Short problem ▸ Rewrite the records below, switching every "natural-language" to "plain-language" and keeping everything else the same.

◇ ◇ ◇ ◇

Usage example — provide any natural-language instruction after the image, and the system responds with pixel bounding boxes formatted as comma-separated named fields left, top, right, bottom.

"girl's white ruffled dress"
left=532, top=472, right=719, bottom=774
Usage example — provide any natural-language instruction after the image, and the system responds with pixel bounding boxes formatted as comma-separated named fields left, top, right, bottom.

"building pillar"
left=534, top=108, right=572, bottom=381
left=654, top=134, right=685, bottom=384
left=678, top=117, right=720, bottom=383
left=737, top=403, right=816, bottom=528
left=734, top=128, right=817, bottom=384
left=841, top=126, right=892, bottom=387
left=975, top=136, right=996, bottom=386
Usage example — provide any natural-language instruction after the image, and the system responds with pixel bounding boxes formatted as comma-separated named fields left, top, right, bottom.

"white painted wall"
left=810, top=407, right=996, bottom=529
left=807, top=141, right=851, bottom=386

◇ ◇ ◇ ◇

Solution to this problem ▸
Usage example — provide any plain-language instruction after the image, and the system responds with pixel bounding boxes formatted as comma-separated named fields left, top, right, bottom.

"girl's white ruffled dress"
left=532, top=472, right=719, bottom=774
Usage example — provide any plain-language instruction after the image, and the system responds with pixel bounding boxes formatted as comma-separated named fields left, top, right, bottom.

"building pillar"
left=534, top=108, right=572, bottom=381
left=654, top=134, right=685, bottom=384
left=678, top=117, right=720, bottom=383
left=737, top=403, right=816, bottom=528
left=734, top=128, right=817, bottom=384
left=841, top=126, right=892, bottom=387
left=975, top=136, right=996, bottom=386
Usage example — provide any plain-language instruction after the image, and the system responds with pixel bounding boxes formatted as comma-separated named fields left, top, right, bottom.

"white painted wall"
left=810, top=407, right=996, bottom=529
left=807, top=141, right=851, bottom=386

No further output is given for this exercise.